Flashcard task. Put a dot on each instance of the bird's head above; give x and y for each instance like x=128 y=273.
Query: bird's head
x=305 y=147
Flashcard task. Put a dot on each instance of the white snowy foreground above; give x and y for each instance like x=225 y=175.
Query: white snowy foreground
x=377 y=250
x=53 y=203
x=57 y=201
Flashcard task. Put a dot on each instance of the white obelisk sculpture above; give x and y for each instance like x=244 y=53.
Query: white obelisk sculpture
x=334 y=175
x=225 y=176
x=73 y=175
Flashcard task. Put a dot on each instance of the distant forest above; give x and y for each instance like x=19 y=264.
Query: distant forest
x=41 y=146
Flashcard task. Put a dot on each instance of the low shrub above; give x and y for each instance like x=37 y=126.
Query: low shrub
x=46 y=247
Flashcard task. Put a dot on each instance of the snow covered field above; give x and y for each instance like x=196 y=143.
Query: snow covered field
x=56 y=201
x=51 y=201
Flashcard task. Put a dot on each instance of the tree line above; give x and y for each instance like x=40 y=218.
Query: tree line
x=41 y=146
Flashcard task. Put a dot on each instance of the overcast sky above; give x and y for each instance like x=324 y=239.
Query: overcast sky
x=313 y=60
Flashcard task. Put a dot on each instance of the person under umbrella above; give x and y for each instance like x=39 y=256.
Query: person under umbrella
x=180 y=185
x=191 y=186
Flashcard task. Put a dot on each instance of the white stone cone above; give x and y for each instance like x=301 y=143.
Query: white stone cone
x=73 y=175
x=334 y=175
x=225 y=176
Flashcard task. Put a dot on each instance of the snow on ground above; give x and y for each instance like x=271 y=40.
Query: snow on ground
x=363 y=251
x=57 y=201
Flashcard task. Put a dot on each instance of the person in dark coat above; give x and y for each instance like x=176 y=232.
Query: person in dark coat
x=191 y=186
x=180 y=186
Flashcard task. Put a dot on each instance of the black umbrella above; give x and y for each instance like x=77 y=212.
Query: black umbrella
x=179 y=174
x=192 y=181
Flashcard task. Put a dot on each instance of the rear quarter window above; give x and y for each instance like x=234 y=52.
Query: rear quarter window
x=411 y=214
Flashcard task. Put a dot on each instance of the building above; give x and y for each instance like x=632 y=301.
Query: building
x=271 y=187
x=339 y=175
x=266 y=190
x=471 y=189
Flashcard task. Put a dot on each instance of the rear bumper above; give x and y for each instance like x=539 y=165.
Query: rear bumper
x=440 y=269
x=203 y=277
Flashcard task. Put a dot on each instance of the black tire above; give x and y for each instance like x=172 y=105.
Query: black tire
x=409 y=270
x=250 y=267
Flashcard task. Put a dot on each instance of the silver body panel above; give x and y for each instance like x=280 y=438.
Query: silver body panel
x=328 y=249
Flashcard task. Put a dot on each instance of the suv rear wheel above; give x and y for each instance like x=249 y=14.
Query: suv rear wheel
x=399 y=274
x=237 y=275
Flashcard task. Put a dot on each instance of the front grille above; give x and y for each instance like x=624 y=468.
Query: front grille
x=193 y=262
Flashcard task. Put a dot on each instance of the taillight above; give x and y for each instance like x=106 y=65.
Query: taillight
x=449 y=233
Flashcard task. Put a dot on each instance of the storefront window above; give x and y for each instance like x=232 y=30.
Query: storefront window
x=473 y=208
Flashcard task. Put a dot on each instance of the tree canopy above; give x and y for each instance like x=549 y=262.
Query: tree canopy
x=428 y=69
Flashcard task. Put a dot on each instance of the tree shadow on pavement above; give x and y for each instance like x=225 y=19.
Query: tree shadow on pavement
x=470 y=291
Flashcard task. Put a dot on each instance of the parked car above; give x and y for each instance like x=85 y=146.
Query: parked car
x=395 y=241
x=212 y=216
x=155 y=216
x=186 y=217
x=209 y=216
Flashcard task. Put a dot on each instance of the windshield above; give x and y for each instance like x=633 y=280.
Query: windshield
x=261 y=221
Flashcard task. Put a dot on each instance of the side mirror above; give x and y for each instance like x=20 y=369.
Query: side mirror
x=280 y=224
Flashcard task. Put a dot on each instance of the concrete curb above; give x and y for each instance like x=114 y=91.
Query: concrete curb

--

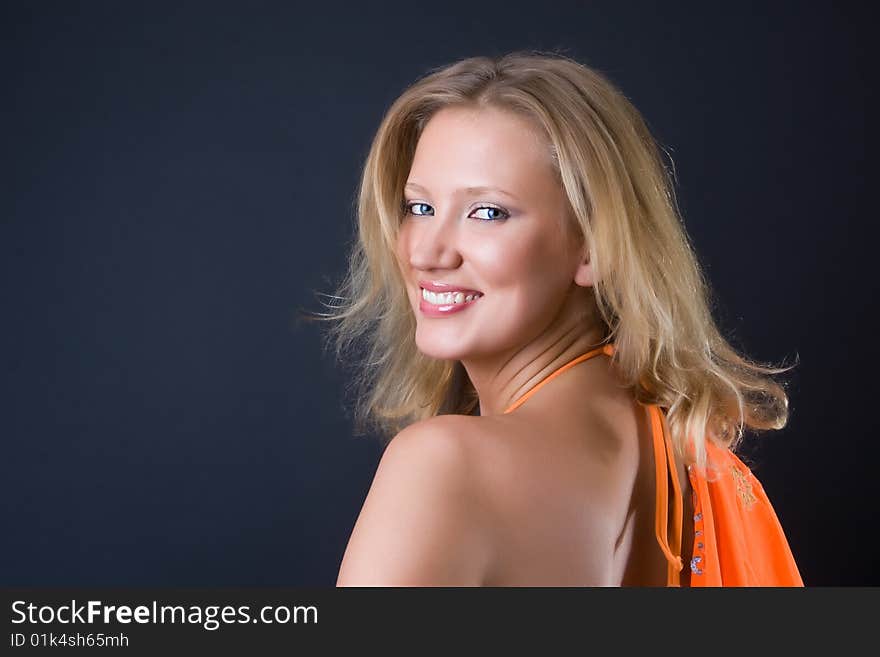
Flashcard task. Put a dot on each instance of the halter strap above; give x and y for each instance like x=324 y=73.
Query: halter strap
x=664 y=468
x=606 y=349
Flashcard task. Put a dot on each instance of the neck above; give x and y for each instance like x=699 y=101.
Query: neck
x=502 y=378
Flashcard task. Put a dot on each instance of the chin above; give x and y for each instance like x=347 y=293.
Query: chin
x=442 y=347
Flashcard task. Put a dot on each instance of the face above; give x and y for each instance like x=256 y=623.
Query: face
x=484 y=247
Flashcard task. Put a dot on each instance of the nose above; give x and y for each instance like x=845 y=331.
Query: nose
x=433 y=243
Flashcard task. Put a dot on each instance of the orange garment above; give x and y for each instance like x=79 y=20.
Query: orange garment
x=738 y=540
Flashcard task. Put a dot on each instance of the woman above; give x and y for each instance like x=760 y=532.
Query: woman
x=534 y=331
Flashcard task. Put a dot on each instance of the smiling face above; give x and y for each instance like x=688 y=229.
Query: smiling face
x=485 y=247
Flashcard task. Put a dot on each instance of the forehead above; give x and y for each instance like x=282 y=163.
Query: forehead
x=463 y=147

◆ WHAT IS NEEDED ◆
Reproduce the material above verbatim, beginning with the line that contains "Flashcard task. Put a dot on each instance of the parked" and continuing through the line that contains "x=280 y=224", with both of those lines included.

◆ OUTPUT BELOW ◆
Flashcard task. Put a dot on each instance of the parked car above; give x and y for each instance like x=85 y=146.
Query: parked car
x=395 y=241
x=212 y=216
x=155 y=216
x=186 y=217
x=209 y=216
Flashcard task. Put a dot on each instance of the windshield above; give x and y for each instance like x=633 y=280.
Query: windshield
x=261 y=221
Flashcard task. Put a dot on each instance of the side mirror above; give x and y for each instance like x=20 y=369.
Query: side mirror
x=280 y=224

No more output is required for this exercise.